Implements G4VPreCompoundTransitions.

Definition at line 236 of file G4PreCompoundTransitions.cc.

References G4UniformRand, G4Fragment::GetA_asInt(), G4Fragment::GetNumberOfCharged(), G4Fragment::GetNumberOfHoles(), G4Fragment::GetNumberOfParticles(), G4Fragment::GetZ_asInt(), G4Fragment::SetNumberOfCharged(), G4Fragment::SetNumberOfHoles(), G4Fragment::SetNumberOfParticles(), G4VPreCompoundTransitions::TransitionProb1, G4VPreCompoundTransitions::TransitionProb2, and G4VPreCompoundTransitions::TransitionProb3.

{
  G4double ChosenTransition = 
    G4UniformRand()*(TransitionProb1 + TransitionProb2 + TransitionProb3);
  G4int deltaN = 0;
  //  G4int Nexcitons = result.GetNumberOfExcitons();
  G4int Npart     = result.GetNumberOfParticles();
  G4int Ncharged  = result.GetNumberOfCharged();
  G4int Nholes    = result.GetNumberOfHoles();
  if (ChosenTransition <= TransitionProb1) 
    {
      // Number of excitons is increased on \Delta n = +2
      deltaN = 2;
    } 
  else if (ChosenTransition <= TransitionProb1+TransitionProb2) 
    {
      // Number of excitons is increased on \Delta n = -2
      deltaN = -2;
    }

  // AH/JMQ: Randomly decrease the number of charges if deltaN is -2 and  
  // in proportion to the number charges w.r.t. number of particles,  
  // PROVIDED that there are charged particles
  deltaN /= 2;

  //G4cout << "deltaN= " << deltaN << G4endl;

  // JMQ the following lines have to be before SetNumberOfCharged, otherwise the check on 
  // number of charged vs. number of particles fails
  result.SetNumberOfParticles(Npart+deltaN);
  result.SetNumberOfHoles(Nholes+deltaN); 

  if(deltaN < 0) {
    if( Ncharged >= 1 && G4int(Npart*G4UniformRand()) <= Ncharged)
==================================================
(Aim of the task) Reproduce the entire code excerpt above word for word. The data after this point is separate material, unrelated to the code excerpt.
==================================================
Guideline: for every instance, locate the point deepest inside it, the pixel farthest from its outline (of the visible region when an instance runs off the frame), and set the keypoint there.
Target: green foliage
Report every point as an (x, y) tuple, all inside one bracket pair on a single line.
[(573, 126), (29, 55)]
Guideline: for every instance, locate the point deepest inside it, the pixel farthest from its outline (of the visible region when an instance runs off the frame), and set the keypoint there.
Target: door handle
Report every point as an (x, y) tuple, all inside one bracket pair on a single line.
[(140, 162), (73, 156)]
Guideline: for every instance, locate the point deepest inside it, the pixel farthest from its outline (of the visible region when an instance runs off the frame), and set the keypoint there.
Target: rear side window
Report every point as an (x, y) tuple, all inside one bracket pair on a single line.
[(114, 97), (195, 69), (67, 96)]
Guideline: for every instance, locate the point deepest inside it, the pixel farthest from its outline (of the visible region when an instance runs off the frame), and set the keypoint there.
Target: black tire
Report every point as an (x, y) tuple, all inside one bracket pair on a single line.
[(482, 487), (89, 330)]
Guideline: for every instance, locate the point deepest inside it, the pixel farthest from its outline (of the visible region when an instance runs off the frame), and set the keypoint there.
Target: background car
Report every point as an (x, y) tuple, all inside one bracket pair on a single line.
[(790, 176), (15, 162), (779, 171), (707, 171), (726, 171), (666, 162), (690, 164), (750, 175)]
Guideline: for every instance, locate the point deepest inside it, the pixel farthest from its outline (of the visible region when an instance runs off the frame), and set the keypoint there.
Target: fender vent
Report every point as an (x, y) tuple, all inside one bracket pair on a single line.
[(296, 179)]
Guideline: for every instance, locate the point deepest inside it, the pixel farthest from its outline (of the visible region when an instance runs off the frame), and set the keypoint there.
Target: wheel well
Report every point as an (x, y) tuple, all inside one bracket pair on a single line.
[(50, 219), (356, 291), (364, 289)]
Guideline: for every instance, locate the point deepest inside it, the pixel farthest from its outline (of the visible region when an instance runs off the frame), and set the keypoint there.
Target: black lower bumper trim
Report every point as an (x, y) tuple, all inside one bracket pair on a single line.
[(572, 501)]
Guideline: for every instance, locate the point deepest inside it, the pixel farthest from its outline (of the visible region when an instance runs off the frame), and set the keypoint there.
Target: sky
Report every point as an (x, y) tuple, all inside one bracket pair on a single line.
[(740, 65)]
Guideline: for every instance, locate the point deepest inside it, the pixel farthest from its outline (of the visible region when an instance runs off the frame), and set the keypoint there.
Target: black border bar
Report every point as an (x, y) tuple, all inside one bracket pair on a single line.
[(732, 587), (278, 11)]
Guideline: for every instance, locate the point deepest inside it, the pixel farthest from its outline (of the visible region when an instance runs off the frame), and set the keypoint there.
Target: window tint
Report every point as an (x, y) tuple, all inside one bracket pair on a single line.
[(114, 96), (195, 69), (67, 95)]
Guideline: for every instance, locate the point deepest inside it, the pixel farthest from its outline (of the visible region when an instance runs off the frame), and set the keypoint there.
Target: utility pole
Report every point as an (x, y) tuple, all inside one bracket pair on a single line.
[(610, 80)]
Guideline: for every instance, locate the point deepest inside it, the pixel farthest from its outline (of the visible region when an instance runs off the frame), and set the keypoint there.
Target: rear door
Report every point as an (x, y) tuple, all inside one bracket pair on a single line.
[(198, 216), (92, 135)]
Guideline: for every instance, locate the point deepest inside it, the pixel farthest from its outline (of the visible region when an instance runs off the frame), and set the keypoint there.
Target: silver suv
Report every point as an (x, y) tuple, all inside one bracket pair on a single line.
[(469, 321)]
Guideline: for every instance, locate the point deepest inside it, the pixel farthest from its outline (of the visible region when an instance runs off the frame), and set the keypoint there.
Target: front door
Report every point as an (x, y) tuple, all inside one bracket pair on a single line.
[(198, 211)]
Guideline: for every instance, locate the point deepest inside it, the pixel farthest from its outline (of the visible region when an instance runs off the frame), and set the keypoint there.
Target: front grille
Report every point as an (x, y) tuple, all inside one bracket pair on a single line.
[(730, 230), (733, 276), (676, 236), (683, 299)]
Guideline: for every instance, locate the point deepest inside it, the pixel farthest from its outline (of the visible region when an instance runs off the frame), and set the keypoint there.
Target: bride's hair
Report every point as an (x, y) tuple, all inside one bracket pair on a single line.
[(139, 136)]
==================================================
(Full response)
Implements G4VPreCompoundTransitions.

Definition at line 236 of file G4PreCompoundTransitions.cc.

References G4UniformRand, G4Fragment::GetA_asInt(), G4Fragment::GetNumberOfCharged(), G4Fragment::GetNumberOfHoles(), G4Fragment::GetNumberOfParticles(), G4Fragment::GetZ_asInt(), G4Fragment::SetNumberOfCharged(), G4Fragment::SetNumberOfHoles(), G4Fragment::SetNumberOfParticles(), G4VPreCompoundTransitions::TransitionProb1, G4VPreCompoundTransitions::TransitionProb2, and G4VPreCompoundTransitions::TransitionProb3.

{
  G4double ChosenTransition = 
    G4UniformRand()*(TransitionProb1 + TransitionProb2 + TransitionProb3);
  G4int deltaN = 0;
  //  G4int Nexcitons = result.GetNumberOfExcitons();
  G4int Npart     = result.GetNumberOfParticles();
  G4int Ncharged  = result.GetNumberOfCharged();
  G4int Nholes    = result.GetNumberOfHoles();
  if (ChosenTransition <= TransitionProb1) 
    {
      // Number of excitons is increased on \Delta n = +2
      deltaN = 2;
    } 
  else if (ChosenTransition <= TransitionProb1+TransitionProb2) 
    {
      // Number of excitons is increased on \Delta n = -2
      deltaN = -2;
    }

  // AH/JMQ: Randomly decrease the number of charges if deltaN is -2 and  
  // in proportion to the number charges w.r.t. number of particles,  
  // PROVIDED that there are charged particles
  deltaN /= 2;

  //G4cout << "deltaN= " << deltaN << G4endl;

  // JMQ the following lines have to be before SetNumberOfCharged, otherwise the check on 
  // number of charged vs. number of particles fails
  result.SetNumberOfParticles(Npart+deltaN);
  result.SetNumberOfHoles(Nholes+deltaN); 

  if(deltaN < 0) {
    if( Ncharged >= 1 && G4int(Npart*G4UniformRand()) <= Ncharged)